• [DATA FOR ANALYSIS]:

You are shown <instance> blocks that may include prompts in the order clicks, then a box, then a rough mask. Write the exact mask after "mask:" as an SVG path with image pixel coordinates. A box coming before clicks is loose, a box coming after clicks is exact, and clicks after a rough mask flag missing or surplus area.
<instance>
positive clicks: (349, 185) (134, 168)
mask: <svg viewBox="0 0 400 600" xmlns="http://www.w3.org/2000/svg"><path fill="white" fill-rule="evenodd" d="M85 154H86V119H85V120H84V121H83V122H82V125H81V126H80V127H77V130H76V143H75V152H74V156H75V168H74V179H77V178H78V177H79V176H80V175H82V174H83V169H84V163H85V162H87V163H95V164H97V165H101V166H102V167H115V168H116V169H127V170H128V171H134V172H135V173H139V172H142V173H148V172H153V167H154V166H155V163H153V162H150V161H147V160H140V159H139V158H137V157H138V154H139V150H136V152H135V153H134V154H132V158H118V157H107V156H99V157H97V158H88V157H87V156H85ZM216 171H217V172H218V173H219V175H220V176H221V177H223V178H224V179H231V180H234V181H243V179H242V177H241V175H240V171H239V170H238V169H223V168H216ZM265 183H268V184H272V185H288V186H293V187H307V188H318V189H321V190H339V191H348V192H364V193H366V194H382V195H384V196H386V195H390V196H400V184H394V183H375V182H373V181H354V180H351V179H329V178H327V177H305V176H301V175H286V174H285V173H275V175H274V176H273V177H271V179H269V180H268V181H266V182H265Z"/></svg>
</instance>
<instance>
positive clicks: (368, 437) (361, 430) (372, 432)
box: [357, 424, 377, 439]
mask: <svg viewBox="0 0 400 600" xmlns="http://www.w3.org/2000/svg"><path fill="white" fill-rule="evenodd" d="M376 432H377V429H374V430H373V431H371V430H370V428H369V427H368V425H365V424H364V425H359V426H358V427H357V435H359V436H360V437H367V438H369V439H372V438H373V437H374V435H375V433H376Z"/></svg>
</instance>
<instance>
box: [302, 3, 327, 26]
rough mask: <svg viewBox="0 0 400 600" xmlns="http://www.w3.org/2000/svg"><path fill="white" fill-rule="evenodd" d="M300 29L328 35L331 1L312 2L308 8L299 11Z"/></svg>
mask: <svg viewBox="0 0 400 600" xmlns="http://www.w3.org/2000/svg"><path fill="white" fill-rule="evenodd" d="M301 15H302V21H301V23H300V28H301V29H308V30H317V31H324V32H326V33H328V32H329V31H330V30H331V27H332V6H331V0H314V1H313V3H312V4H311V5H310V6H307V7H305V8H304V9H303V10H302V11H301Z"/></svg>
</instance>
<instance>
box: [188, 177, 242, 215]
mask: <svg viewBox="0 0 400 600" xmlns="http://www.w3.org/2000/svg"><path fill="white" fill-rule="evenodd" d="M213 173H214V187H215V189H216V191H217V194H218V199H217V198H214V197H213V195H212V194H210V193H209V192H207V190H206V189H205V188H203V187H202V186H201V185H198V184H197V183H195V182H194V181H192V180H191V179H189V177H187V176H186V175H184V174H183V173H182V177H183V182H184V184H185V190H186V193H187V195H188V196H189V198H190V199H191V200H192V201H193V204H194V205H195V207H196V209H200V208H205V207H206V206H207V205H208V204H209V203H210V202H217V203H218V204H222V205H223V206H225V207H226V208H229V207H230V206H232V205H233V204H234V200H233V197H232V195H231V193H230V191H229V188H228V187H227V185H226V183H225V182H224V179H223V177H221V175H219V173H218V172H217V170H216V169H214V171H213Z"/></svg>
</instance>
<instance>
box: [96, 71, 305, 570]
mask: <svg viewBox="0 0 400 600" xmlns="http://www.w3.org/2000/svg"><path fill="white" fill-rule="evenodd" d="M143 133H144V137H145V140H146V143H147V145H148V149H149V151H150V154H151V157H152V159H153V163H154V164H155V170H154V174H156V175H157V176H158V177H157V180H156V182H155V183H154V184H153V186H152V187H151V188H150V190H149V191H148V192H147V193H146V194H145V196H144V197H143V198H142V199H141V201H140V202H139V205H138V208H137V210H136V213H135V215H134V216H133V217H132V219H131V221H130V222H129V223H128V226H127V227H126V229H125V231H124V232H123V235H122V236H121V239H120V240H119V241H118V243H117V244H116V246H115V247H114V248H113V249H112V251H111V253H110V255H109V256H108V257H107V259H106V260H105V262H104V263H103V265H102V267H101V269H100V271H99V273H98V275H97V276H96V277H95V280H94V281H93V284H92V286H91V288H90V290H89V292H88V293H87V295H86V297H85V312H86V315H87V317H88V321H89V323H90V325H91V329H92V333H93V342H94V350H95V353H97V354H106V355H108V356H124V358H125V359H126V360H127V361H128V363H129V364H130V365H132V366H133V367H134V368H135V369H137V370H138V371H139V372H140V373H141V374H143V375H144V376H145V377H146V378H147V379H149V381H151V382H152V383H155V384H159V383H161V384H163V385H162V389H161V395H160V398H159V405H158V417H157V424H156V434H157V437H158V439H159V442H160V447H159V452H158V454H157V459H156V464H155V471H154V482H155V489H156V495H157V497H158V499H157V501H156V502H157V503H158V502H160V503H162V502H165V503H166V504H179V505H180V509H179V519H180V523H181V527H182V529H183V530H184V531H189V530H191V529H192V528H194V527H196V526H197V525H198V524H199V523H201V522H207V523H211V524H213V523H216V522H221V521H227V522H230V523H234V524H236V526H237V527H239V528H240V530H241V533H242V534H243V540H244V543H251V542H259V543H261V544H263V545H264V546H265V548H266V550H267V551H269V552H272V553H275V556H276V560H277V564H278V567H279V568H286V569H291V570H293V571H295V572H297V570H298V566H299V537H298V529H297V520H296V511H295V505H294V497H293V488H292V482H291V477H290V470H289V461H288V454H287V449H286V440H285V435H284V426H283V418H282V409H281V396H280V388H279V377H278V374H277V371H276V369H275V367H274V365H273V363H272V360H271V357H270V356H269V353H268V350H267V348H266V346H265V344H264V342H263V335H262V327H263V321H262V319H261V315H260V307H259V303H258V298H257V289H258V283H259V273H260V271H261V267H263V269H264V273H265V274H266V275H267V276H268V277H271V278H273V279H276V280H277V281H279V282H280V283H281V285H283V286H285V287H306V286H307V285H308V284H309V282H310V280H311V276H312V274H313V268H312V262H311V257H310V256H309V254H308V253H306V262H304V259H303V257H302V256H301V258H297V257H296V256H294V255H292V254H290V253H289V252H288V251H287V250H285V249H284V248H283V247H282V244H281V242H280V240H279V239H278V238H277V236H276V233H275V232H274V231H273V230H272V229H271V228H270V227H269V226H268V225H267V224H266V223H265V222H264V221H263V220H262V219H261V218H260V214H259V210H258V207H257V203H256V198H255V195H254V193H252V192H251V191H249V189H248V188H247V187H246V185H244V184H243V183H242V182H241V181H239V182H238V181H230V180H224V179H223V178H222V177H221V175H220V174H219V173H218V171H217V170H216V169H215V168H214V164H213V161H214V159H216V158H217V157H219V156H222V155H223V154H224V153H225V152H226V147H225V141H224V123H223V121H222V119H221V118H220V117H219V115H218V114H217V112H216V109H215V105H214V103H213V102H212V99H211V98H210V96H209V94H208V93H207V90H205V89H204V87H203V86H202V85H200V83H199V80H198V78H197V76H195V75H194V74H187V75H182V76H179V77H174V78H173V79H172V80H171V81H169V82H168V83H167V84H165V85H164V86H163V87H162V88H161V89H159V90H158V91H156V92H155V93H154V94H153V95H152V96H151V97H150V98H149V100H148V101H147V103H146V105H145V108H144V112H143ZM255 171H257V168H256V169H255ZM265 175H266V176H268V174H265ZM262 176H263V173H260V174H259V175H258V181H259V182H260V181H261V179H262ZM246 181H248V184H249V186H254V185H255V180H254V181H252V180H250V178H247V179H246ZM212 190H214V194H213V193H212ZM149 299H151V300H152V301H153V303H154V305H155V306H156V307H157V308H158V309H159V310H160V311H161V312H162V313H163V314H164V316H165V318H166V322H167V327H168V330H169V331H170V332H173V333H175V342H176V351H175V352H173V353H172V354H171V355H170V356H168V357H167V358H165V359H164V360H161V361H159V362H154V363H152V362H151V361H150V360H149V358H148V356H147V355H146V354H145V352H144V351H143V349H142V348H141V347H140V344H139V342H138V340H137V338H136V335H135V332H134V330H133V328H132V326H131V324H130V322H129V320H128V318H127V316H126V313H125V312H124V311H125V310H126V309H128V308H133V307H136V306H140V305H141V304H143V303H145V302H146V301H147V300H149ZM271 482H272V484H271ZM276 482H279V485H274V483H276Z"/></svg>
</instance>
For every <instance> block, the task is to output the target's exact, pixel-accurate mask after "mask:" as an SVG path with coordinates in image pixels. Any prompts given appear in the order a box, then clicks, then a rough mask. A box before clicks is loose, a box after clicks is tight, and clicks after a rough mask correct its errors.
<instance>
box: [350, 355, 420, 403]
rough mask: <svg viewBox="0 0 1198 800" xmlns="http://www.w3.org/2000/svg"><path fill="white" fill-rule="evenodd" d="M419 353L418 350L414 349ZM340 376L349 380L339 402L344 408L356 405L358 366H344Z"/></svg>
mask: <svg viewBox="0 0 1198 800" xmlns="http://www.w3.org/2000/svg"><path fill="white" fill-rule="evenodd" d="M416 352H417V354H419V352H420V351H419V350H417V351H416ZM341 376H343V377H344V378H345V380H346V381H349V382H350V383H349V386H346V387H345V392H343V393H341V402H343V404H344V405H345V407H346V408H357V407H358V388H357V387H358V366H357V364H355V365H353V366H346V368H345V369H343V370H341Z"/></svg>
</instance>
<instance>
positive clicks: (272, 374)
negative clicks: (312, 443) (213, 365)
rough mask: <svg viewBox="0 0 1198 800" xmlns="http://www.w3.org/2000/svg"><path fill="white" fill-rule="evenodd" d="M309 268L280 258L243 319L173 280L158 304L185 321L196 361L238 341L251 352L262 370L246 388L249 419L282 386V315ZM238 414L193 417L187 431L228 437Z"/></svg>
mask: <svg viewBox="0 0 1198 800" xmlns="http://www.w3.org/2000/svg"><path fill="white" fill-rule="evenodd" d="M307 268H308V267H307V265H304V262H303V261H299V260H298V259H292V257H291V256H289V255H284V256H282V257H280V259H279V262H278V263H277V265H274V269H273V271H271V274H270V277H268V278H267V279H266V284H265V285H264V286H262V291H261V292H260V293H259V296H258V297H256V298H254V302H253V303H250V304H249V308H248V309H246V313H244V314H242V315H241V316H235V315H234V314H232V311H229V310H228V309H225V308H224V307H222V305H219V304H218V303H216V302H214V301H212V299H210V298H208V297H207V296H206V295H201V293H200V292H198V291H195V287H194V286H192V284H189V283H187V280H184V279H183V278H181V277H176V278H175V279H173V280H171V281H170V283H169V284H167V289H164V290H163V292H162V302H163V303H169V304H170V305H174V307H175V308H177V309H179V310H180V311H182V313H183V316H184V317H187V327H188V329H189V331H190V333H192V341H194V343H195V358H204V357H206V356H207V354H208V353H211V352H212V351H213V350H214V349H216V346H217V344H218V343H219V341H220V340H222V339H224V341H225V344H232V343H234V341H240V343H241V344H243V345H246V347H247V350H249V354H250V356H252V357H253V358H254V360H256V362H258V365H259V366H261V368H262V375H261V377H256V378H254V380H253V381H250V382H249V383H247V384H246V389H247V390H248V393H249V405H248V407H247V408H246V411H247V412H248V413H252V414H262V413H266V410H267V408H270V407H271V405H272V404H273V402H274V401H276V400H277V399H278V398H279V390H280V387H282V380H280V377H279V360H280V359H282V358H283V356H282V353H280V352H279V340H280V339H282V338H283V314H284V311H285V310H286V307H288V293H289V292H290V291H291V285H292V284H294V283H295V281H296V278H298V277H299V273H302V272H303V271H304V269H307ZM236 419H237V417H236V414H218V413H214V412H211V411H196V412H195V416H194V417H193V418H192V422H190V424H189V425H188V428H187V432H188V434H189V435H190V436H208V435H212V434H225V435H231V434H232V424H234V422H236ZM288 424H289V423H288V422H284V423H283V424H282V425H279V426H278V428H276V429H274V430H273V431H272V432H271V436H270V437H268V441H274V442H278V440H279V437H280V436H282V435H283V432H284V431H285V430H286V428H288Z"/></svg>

• [EXERCISE DESCRIPTION]:
Which lines above contain the word "then"? Copy each of them.

• [TASK OUTPUT]:
You are shown <instance> blocks that may include prompts in the order clicks, then a box, then a rough mask. Write the exact mask after "mask:" as an SVG path with image pixel coordinates. A box coming before clicks is loose, a box coming after clicks is exact, and clicks after a rough mask flag missing or surplus area.
For every <instance> block, the task is to output the target's exact, pixel-accurate mask after "mask:" as an SVG path with coordinates in image pixels. Any prompts given appear in the order a box, then clicks, then a rough mask. A box before clicks is loose, a box after clicks is tight, and clicks after a rough mask correct its errors.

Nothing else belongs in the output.